• What the task requires:
Please answer these questions about the page excerpt.
1. Whose epigram on his wife does the excerpt cite?
2. Which author does Sanger name as handling grossly immoral themes?
3. What kind of person wrote the most popular novel of the eighteenth century?

• Page excerpt:
It may safely be asserted that there does not exist in any modern language a piece of writing which indicates so hopelessly a depraved state of morals as Martial’s epigram on his wife.

Id. pp. 83-4. That epigram is probably 11.43. Martial today is generally thought not to have been married.

[4] Reviewing prostitution in France from Louis XIII to the present day, Sanger observed:

under the brutal sway of the regent, and the lewd influence of the satyr Louis XV, the old prostitution of literature was revived. Thus we find that the most successful authors of the day, such as Voltaire, handled themes grossly immoral in themselves, and rendered still more offensive by their mode of treatment. The most popular novel of the eighteenth century — Manon Lescant {Manon Lescaut} — the work, by the way, of an abbé, is the narrative of the adventures of a prostitute.

Collected data
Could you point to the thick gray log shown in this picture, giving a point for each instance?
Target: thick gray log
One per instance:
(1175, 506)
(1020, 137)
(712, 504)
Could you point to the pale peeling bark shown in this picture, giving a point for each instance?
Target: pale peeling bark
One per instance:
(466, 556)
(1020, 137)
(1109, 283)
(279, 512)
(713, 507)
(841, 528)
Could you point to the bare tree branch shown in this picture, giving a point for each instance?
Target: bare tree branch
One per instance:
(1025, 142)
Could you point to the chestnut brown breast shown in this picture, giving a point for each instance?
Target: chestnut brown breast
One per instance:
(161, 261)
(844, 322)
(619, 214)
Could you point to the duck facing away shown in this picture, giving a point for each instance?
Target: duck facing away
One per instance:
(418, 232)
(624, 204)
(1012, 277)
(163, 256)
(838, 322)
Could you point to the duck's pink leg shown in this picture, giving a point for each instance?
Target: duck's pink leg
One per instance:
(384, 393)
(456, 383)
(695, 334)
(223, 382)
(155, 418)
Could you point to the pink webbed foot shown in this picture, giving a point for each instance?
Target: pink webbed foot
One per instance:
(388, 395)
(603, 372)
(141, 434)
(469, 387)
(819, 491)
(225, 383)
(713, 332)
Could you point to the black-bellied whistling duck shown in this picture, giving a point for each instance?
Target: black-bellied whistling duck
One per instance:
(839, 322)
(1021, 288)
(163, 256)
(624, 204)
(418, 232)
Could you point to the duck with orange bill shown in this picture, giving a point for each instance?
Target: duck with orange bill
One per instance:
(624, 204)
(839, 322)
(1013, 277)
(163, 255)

• Written answer:
1. Martial's
2. Voltaire
3. An abbé